Exactly as given, restate each record that follows.

#####

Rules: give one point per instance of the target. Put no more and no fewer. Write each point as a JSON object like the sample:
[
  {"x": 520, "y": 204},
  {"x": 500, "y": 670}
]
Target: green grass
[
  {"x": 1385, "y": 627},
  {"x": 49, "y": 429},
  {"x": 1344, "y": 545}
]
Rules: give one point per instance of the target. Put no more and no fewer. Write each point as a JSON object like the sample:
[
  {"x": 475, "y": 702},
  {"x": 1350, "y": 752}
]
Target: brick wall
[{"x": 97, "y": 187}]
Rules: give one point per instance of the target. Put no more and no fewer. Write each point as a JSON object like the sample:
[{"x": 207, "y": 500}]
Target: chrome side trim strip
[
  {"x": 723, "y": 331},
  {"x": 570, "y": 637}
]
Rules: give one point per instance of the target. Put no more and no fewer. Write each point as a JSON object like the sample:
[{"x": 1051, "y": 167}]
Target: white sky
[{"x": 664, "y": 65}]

#####

Answer for the task.
Rules: give one point per instance of the target. Put no more and no fewer. Write each point as a JSON object like the sample:
[
  {"x": 520, "y": 204},
  {"x": 500, "y": 670}
]
Target: green grass
[
  {"x": 1385, "y": 627},
  {"x": 49, "y": 429},
  {"x": 1344, "y": 545}
]
Rules: give one point per instance of the target. Put no more and no fewer. Write each point as a JSON object like the sample:
[
  {"x": 475, "y": 702},
  {"x": 1350, "y": 752}
]
Target: brick wall
[{"x": 97, "y": 187}]
Rules: give one point per instance of the target. Put no more and no fewer. Write each point as a JSON object like the sample:
[{"x": 207, "y": 500}]
Target: chrome side trim strip
[
  {"x": 723, "y": 331},
  {"x": 570, "y": 637}
]
Rules: give one point per instance of the target. Put no more and no fewer. Write each point as a JSON object like the sample:
[{"x": 1051, "y": 167}]
Target: white sky
[{"x": 664, "y": 65}]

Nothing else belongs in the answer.